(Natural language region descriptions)
################

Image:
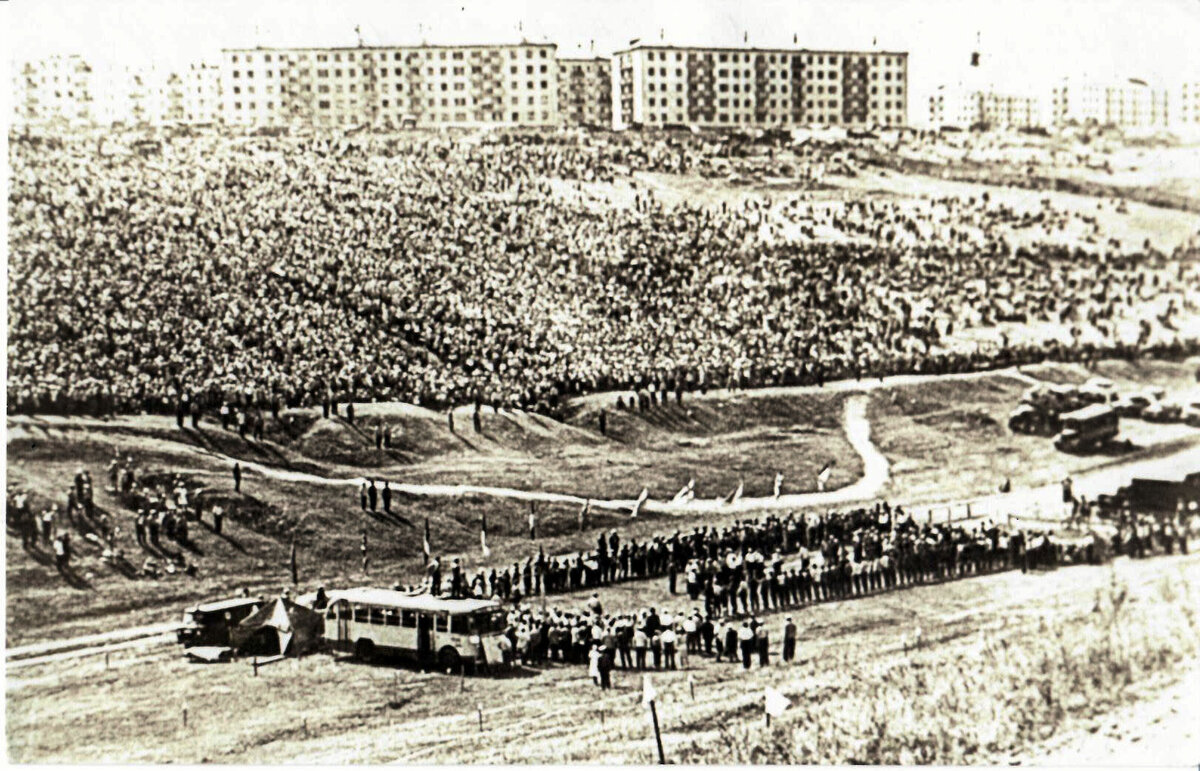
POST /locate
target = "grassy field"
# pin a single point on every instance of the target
(1025, 657)
(720, 443)
(943, 441)
(960, 429)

################

* **Assignment**
Please, without any pictures, retype the records exactly as they appear.

* **Result of the task**
Image:
POST /locate
target = "grassy field"
# pin a single point on every instance of the target
(1025, 657)
(720, 443)
(943, 441)
(960, 429)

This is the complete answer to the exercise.